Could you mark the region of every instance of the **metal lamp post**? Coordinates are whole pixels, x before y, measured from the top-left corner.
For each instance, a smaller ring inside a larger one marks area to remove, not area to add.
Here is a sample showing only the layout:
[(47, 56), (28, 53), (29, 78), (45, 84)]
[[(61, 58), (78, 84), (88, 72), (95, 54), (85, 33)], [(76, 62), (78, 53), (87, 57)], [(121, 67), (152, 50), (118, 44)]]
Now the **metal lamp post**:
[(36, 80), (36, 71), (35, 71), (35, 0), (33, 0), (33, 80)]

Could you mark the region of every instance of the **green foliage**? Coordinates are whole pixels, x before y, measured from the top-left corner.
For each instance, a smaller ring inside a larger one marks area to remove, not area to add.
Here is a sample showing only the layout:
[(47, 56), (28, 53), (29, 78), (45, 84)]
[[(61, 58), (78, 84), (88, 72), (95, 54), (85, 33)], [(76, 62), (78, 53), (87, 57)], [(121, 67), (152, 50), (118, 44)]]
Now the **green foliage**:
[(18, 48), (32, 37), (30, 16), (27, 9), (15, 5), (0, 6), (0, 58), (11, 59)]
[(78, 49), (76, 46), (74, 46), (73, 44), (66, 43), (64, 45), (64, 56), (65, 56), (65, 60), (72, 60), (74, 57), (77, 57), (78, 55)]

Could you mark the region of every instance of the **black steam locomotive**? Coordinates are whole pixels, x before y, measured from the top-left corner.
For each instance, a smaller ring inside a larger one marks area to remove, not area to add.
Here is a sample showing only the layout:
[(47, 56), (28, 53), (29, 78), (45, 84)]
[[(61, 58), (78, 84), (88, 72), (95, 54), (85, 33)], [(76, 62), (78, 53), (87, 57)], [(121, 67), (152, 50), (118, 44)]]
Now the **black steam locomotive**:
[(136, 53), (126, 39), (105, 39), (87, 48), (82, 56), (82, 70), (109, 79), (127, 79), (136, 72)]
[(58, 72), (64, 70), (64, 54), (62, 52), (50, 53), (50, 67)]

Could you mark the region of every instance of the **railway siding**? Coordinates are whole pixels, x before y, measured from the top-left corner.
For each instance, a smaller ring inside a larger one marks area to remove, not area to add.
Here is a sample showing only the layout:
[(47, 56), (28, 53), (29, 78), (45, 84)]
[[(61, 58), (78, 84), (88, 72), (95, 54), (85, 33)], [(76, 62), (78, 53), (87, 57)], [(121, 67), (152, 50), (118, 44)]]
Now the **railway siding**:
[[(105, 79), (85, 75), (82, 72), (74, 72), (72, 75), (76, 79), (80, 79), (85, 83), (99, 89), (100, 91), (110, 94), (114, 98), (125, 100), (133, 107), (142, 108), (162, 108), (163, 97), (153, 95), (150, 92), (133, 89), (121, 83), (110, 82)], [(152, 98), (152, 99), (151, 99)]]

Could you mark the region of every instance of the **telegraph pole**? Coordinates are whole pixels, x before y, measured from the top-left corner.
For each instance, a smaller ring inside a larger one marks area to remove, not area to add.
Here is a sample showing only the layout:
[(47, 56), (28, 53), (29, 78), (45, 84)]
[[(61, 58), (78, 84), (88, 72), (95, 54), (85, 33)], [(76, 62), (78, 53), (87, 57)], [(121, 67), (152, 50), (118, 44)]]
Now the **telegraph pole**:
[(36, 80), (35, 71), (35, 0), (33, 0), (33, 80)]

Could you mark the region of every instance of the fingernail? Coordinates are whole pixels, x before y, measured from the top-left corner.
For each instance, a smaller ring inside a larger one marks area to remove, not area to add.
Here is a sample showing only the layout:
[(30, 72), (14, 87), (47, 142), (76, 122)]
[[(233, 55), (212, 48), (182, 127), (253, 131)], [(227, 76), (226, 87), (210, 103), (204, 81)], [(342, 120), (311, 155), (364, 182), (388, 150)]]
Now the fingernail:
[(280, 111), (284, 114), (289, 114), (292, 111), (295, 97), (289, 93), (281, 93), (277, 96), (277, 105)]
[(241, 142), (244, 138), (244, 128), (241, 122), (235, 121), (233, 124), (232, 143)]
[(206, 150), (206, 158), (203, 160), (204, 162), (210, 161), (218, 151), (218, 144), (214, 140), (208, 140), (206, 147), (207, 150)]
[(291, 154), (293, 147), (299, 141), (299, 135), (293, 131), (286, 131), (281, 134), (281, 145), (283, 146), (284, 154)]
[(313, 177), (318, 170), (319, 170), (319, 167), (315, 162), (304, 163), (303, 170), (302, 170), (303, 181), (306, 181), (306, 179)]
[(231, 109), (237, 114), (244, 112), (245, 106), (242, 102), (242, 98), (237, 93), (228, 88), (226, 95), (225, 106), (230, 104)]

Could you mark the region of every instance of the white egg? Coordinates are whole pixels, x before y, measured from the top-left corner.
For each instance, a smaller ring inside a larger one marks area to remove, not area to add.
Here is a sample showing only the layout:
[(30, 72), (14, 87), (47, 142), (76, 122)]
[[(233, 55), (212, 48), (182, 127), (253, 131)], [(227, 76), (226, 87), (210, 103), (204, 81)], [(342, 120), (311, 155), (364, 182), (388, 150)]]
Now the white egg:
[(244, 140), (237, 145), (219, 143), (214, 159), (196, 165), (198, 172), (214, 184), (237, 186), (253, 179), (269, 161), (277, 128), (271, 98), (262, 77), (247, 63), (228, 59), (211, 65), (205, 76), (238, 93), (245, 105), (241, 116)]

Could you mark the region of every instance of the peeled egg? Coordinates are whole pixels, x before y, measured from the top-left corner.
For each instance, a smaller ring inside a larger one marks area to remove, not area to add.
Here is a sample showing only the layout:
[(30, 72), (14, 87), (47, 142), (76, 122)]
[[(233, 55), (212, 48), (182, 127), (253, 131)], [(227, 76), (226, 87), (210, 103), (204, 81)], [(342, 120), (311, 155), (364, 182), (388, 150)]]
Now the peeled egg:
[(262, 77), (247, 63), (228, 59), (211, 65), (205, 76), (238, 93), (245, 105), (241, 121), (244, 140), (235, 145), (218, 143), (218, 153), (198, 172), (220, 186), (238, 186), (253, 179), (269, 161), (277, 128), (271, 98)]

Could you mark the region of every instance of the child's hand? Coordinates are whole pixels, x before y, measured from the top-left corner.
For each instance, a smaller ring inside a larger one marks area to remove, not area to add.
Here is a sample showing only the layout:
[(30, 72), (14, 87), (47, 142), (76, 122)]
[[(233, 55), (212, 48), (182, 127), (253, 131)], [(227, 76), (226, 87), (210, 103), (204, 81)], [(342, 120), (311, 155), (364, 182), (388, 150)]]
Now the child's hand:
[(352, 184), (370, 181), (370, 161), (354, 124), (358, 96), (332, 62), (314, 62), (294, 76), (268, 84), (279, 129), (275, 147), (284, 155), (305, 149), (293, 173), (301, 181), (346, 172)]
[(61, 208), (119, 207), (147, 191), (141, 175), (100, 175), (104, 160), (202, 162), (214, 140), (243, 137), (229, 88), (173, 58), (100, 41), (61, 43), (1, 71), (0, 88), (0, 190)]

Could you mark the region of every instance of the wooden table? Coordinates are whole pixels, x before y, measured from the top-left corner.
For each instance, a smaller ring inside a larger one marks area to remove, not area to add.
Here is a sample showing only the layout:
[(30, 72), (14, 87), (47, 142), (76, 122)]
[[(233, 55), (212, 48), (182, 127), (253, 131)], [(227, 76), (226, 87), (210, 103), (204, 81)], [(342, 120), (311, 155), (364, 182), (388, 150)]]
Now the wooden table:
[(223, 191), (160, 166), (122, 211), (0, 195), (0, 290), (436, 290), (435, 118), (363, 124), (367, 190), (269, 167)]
#####
Written task
Duplicate the part of the listing above that opens with the line containing "Could you mark the region of every instance of the peeled" and closes with the line containing "128), (271, 98)]", including both of those lines. Reproduce every line in it without any change.

Response to the task
Could you mark the region of every instance of the peeled egg? Coordinates are whole pixels, x before y, measured from the top-left corner.
For each instance, a smaller ring inside a larger one marks area to remove, not area to add.
Here is a sample showing only the layout:
[(30, 72), (14, 87), (47, 142), (76, 122)]
[[(233, 55), (212, 48), (182, 127), (253, 131)], [(227, 76), (226, 87), (210, 103), (204, 81)], [(342, 120), (311, 155), (364, 182), (388, 150)]]
Now the peeled egg:
[(262, 77), (247, 63), (228, 59), (211, 65), (205, 76), (238, 93), (245, 105), (241, 121), (244, 140), (235, 145), (218, 143), (218, 153), (198, 172), (220, 186), (238, 186), (253, 179), (269, 161), (277, 128), (271, 98)]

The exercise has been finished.